→ **Reading passage**
%%
# Easton Circuit Wheels with Velomax Hubs



## MotobecaneLeChampion (Jan 30, 2009)

My new bike came with Easton Circuit 700c clincher wheels that have Velomax hubs. I have yet to put any miles on them. Has anyone had experience with these wheels? Any opinions?


----------



## jackblack (Feb 1, 2007)

A friend of mine has a set of these wheels. They are super nice. He is a pretty big guy at 6'4" probably around 200 lbs. They have held up well. They are some of the nicest hubs around.


----------



## jhamlin38 (Oct 29, 2005)

i rode tempest 2's for a couple years, about 6-7k miles. buy some spare spokes and keep an eye on the tension. If you run a 25 in back, be VERY slow inflating it, especially with CO2. 
otherwise, nice quality, and I LOVE the hubs.


----------



## rab (Apr 15, 2005)

My opinion is that these are some of the best wheels for the price.
I have a set of Eastons and a set of pre-Easton Velomax circuits, basically the same thing...
One set is my everyday training wheel, the other is on my cyclocross bike. I am small, weight 128, but put a pretty good beating on these wheels with no problems. I think I have done some slight truing on the 'cross wheels, but nothing major, which is impressive to me. For the weight, ~1650 g I think(?), you would probably be hardpressed to find something equivalent in that price range.
I use lighter wheels for racing, otherwise the circuits are the workhorses and mine have seen thousands of miles and left me very satisfied.


----------



## krisdrum (Oct 29, 2007)

I have a set of Velomax Circuits and they rock. Been riding mine for probably close to 5 years. Had them trued once I think in that time. And I bought them used off Ebay. Before Neuvation came along, they were the bang for the buck wheelset around.


----------



## dtaffe (Feb 25, 2008)

I've had a set for 4-5 years. The rear doesn't get much use now, since I have a powertap, but the front has ?10k-12k miles on it and has never needed truing. I've changed bearings twice (I ride it in wet spring weather with some residual road-salt) but that's it. I couldn't be happier with them as training wheels, and I've raced them (since I don't have $$$ for dedicated race wheels.)


----------



## gh1 (Jun 7, 2008)

Great training wheels, seem to be bomb proof


----------
%%
→ **Task instructions**
[1] In the Easton Circuit wheels thread, rewrite the stretch from "## dtaffe (Feb" through "(Jun 7, 2008)", changing "bearings" to "hub bearings".
[2] According to the Easton Circuit wheels thread, where did krisdrum buy the Velomax Circuits?

→ **Given data**
%%
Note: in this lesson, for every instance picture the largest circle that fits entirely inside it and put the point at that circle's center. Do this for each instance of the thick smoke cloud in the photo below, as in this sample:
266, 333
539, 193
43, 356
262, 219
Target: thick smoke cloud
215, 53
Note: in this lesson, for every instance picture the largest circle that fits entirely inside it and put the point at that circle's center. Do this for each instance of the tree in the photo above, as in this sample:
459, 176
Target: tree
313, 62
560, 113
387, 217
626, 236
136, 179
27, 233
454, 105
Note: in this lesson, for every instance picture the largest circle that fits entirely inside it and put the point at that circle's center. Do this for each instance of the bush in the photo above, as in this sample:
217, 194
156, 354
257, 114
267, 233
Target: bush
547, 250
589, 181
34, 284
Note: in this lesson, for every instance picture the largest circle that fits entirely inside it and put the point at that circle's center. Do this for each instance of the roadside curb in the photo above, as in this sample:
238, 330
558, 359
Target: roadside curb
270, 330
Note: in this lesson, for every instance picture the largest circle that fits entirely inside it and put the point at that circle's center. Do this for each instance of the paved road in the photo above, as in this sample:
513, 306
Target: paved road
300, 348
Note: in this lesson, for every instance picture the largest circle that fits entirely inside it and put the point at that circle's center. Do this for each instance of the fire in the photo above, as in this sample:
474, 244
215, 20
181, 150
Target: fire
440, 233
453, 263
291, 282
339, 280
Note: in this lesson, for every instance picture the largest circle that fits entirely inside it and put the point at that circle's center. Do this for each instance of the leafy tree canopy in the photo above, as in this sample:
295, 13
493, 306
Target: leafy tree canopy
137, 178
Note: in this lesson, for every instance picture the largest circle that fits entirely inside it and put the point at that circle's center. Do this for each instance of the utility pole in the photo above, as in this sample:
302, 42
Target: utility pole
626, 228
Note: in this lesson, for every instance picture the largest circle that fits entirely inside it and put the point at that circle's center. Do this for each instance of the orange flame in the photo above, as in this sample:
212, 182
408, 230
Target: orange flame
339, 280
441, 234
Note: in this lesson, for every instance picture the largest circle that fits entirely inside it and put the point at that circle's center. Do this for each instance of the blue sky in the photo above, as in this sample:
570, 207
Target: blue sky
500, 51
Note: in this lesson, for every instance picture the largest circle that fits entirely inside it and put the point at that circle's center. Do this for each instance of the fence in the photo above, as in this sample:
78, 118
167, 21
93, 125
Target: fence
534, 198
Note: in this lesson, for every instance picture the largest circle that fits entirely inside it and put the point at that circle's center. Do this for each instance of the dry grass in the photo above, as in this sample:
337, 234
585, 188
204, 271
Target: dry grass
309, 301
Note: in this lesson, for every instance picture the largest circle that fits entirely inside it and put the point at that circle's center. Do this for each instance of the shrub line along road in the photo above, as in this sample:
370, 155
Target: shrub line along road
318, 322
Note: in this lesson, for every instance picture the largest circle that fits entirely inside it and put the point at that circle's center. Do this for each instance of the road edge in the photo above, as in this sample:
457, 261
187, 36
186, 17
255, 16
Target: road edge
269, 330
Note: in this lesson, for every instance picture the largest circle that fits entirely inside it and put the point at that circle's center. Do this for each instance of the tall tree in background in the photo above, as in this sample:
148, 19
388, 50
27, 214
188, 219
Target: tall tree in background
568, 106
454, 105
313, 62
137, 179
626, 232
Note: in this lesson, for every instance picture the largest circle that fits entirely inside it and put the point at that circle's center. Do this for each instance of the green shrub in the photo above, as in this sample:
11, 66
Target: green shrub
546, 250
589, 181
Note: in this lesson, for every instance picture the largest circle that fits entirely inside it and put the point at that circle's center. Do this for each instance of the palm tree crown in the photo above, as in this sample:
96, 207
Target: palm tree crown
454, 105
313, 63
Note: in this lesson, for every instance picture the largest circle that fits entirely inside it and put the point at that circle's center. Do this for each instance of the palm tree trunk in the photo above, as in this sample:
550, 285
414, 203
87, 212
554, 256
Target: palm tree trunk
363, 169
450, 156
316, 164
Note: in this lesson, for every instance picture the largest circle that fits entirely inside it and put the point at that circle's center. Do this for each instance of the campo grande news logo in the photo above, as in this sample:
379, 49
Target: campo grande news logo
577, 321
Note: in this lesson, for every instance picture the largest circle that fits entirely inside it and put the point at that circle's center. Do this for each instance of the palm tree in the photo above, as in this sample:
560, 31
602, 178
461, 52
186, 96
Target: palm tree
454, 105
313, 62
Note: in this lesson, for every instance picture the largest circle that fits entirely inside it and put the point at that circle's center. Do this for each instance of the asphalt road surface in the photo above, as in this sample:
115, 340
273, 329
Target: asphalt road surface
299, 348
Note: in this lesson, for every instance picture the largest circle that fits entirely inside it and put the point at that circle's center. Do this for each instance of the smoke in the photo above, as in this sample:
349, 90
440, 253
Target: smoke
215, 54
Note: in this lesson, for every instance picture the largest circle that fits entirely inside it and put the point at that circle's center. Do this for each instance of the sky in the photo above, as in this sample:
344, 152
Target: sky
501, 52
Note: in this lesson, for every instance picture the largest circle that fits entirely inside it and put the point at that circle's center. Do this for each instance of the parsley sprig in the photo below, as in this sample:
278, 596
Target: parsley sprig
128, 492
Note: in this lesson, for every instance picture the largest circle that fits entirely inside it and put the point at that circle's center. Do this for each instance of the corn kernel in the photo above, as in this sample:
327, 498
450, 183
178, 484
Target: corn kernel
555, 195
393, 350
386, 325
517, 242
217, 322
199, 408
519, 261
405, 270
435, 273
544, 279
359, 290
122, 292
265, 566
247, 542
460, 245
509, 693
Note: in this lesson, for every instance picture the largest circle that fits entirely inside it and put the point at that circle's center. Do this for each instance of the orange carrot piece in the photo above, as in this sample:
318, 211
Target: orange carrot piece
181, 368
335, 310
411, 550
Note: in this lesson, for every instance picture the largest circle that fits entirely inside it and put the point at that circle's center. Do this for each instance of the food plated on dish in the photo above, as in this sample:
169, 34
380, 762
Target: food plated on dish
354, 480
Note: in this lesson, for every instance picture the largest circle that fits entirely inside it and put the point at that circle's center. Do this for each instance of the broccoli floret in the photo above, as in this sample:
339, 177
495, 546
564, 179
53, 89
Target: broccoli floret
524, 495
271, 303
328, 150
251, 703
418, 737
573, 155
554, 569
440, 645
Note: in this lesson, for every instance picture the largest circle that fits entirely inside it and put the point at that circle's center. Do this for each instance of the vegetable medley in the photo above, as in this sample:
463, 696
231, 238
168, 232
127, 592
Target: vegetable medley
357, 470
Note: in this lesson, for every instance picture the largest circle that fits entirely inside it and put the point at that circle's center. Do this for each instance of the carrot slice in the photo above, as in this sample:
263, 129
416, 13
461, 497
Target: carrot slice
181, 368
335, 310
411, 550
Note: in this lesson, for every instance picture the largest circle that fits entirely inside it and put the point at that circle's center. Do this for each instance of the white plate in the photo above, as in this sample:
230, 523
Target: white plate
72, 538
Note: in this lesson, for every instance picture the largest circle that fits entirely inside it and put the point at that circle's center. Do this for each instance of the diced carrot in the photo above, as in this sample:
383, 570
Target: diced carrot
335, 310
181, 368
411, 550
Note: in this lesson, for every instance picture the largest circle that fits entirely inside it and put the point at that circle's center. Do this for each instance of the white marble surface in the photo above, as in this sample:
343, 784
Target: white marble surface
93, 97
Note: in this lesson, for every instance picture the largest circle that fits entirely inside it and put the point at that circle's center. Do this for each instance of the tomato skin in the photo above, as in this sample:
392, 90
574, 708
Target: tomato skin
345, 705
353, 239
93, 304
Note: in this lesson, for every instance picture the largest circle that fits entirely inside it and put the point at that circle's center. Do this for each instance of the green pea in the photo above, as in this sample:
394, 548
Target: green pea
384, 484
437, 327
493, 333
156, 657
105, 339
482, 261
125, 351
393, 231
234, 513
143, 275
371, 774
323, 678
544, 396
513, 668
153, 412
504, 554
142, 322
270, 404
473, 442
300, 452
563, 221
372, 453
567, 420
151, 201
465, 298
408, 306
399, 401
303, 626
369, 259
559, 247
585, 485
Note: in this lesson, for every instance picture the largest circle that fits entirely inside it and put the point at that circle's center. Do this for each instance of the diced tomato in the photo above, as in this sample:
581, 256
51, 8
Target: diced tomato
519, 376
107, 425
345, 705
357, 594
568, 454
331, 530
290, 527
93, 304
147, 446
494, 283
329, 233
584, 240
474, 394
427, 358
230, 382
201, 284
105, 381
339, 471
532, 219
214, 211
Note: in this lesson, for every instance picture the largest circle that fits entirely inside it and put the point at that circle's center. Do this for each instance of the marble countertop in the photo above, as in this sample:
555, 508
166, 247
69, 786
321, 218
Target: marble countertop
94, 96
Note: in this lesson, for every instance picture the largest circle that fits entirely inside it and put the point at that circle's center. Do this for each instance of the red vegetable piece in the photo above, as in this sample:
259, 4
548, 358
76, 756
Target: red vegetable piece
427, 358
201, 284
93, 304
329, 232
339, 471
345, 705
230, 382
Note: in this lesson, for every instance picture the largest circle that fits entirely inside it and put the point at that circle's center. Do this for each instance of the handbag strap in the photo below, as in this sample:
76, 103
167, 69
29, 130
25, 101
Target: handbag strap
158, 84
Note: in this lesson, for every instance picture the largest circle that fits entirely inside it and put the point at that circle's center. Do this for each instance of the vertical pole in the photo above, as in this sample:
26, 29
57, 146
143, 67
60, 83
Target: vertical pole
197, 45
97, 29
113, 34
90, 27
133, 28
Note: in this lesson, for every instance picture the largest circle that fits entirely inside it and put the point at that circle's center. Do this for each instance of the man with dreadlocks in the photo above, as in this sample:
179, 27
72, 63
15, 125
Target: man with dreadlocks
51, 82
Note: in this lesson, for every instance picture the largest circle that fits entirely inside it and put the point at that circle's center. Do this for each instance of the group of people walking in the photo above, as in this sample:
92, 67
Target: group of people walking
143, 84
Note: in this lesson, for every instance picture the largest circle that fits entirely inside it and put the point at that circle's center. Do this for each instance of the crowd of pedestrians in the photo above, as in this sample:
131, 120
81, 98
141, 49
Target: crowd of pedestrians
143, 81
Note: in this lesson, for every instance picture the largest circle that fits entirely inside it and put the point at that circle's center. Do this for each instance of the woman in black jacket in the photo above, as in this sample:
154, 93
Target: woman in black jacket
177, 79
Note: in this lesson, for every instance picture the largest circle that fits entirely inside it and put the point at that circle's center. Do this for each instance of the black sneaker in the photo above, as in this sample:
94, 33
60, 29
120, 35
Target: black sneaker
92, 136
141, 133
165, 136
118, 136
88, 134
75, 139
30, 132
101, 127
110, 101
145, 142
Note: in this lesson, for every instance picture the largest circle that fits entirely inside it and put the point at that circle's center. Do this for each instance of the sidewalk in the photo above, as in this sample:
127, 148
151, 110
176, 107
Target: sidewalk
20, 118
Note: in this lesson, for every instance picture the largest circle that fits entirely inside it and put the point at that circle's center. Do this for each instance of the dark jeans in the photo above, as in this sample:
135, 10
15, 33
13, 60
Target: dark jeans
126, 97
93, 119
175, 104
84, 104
%%
→ **Outputs in order**
[1]
## dtaffe (Feb 25, 2008)

I've had a set for 4-5 years. The rear doesn't get much use now, since I have a powertap, but the front has ?10k-12k miles on it and has never needed truing. I've changed hub bearings twice (I ride it in wet spring weather with some residual road-salt) but that's it. I couldn't be happier with them as training wheels, and I've raced them (since I don't have $$$ for dedicated race wheels.)


----------



## gh1 (Jun 7, 2008)

[2] Used, off Ebay.